Burger, Carl Heinrich August von - Am Christfest 1855.

Burger, Carl Heinrich August von - Am Christfest 1855.

Text: Hebr. 2, 14-18.
Nachdem nun die Kinder Fleisch und Blut haben, ist Er es gleicher Maßen theilhaftig geworden, auf daß er durch den Tod die Macht nähme dem, der des Todes Gewalt hatte, das ist dem Teufel, und erlösete die, so durch Furcht des Todes im ganzen Leben Knechte sein mußten. Denn er nimmt nirgend die Engel an sich, sondern den Samen Abrahams nimmt er an sich. Darum mußte er allerdings seinen Brüdern gleich werden, auf daß er barmherzig würde, und ein treuer Hohenpriester vor Gott, zu versöhnen die Sünden des Volks. Denn darinnen er gelitten hat und versucht ist, kann er helfen denen, die versucht werden.

→ Einträge:
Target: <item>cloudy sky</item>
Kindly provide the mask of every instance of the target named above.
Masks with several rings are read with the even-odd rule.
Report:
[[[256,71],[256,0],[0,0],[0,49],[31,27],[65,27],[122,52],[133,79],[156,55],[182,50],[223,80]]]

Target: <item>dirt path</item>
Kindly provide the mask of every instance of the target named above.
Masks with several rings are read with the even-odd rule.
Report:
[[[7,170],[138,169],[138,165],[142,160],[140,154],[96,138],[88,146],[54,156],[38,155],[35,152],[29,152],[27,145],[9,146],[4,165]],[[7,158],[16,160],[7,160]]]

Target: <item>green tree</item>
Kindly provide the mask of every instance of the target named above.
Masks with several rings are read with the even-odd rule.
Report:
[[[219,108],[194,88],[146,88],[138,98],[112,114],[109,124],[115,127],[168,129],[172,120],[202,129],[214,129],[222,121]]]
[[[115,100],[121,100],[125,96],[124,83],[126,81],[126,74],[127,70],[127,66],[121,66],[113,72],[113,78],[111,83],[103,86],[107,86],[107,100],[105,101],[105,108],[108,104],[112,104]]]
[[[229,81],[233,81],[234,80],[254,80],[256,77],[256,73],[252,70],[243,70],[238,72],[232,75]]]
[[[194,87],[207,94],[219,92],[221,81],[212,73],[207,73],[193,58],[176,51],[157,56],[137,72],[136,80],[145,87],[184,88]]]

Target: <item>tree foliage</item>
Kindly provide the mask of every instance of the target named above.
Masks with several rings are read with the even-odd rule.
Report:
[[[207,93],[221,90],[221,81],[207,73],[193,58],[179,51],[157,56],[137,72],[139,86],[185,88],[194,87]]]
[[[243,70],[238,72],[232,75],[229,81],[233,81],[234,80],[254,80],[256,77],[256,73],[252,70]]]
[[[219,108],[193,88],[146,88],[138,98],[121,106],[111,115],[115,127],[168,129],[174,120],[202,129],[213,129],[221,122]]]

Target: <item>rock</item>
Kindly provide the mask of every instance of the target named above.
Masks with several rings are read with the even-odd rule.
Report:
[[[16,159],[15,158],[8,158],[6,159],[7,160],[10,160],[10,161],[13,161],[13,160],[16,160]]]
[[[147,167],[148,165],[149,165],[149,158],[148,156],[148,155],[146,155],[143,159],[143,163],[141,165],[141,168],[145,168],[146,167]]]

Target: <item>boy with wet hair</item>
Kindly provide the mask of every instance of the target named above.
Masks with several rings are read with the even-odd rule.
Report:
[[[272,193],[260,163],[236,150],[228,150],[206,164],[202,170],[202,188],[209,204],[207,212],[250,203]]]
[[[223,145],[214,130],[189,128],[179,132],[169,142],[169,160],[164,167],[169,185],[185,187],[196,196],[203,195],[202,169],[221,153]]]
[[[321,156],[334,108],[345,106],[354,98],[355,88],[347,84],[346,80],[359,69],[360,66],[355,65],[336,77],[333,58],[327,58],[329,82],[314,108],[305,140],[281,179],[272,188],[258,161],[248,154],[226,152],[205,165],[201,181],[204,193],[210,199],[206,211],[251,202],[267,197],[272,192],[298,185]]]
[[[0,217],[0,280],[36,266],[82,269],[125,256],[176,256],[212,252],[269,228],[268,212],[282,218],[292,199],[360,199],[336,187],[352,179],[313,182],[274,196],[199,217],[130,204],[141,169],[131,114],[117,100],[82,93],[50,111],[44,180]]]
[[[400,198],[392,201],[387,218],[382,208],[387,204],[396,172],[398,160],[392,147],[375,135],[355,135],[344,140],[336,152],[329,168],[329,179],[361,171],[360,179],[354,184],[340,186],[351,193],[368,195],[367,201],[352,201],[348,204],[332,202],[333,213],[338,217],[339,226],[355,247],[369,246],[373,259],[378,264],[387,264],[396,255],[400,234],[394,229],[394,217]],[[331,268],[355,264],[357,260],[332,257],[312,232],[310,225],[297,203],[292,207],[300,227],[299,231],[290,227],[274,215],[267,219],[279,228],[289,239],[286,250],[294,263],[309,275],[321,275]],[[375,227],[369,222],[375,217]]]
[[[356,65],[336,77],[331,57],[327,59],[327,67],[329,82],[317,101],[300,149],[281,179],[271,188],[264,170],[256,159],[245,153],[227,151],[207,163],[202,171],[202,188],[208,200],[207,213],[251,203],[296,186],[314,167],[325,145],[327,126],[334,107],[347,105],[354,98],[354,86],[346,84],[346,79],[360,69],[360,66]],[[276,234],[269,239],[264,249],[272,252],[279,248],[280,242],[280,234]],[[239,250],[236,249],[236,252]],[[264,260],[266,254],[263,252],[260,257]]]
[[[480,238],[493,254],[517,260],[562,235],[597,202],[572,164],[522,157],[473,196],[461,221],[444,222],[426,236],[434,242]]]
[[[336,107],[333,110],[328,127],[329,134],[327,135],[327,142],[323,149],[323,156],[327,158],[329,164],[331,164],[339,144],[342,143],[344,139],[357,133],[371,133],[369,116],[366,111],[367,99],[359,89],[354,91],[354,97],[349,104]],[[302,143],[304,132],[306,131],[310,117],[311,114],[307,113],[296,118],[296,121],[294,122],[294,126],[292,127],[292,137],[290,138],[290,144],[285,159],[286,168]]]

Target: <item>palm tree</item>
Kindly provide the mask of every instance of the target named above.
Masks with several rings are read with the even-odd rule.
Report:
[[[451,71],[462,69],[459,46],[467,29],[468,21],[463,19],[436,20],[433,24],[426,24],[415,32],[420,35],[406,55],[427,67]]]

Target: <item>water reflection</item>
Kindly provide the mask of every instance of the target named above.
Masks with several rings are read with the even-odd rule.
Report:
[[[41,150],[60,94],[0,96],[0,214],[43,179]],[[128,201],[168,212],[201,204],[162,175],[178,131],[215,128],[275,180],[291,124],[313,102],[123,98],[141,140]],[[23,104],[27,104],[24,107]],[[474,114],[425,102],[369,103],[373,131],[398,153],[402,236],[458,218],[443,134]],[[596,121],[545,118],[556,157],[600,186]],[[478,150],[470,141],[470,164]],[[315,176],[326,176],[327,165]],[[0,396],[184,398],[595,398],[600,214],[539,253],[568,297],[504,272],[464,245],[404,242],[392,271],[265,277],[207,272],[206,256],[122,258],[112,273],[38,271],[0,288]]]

→ Zu bearbeitende Aufgaben:
[a] Geben Sie die Einträge ab der Zeile mit „Target: <item>water reflection</item>“ bis zum Ende der Einträge als CSV mit den beiden Spalten „eingabe“ und „ausgabe“ wieder. Vorgesehen ist eine Zeile je Eintrag mit dessen Text und der zugehörigen Antwort, wobei jedes Feld in Anführungszeichen steht und Zeilenumbrüche durch Leerzeichen ersetzt werden.
[b] Führen Sie die Predigt zum Christfest 1855 im Anschluss an ihren letzten Satz weiter.

→ Lösungen der Aufgaben:
[a]
eingabe,ausgabe
"Target: <item>water reflection</item> Kindly provide the mask of every instance of the target named above. Masks with several rings are read with the even-odd rule. Report:","[[[41,150],[60,94],[0,96],[0,214],[43,179]],[[128,201],[168,212],[201,204],[162,175],[178,131],[215,128],[275,180],[291,124],[313,102],[123,98],[141,140]],[[23,104],[27,104],[24,107]],[[474,114],[425,102],[369,103],[373,131],[398,153],[402,236],[458,218],[443,134]],[[596,121],[545,118],[556,157],[600,186]],[[478,150],[470,141],[470,164]],[[315,176],[326,176],[327,165]],[[0,396],[184,398],[595,398],[600,214],[539,253],[568,297],[504,272],[464,245],[404,242],[392,271],[265,277],[207,272],[206,256],[122,258],[112,273],[38,271],[0,288]]]"

[b]
Unter den Festen des Kirchenjahres ist das heutige wie das erste, so durch seinen Gegenstand die Wurzel aller andern. Es preiset die Liebe des Vaters zu uns, die Er uns in Seinem Sohne bewiesen hat; es führt zur Aufschrift und zum Titel heiliger Festfreude den hohen Ausspruch: „Also hat Gott die Welt geliebt, daß Er Seinen eingebornen Sohn gab, auf daß Alle, die an Ihn glauben, nicht verloren werden, sondern das ewige Leben haben.“ Dieser Gabe freuen wir uns heute; um ihretwillen suchen wir auch unsrerseits mit Gaben andre zu erfreuen; als die selbst reich Beschenkten greifen wir nach solchem Ausdruck, um das uns widerfahrene Glück kund zu geben; und o daß dieses Glück und diese Freude der Grundton und die Grundlage alles zeitlichen Ergötzens wäre, mit welchem in diesen Tagen Haus bei Haus erfüllt ist. Es würde eine Wirkung davon übrig bleiben, die nicht zeitlicher Natur ist, und an die irdische Christfestfreude könnte die ewige sich reihen ohne Sprung und ohne Unterbrechung. Wir wollen wenigstens, so viel an uns ist, Zeugniß geben von dem wahren Grunde der Lobgesänge, die in der ganzen Christenheit aus allen Kirchen und aus allen Häusern, wo Kinder Gottes wohnen, heute sich erheben, damit dem Herrn die Ehre, der Wahrheit des Evangeliums ihr Recht, und unsern Seelen die Ermunterung und Befestigung gegeben werde, deren wir bedürfen, soll eine Frucht der eilends vorüberziehenden Festzeiten uns erhalten werden.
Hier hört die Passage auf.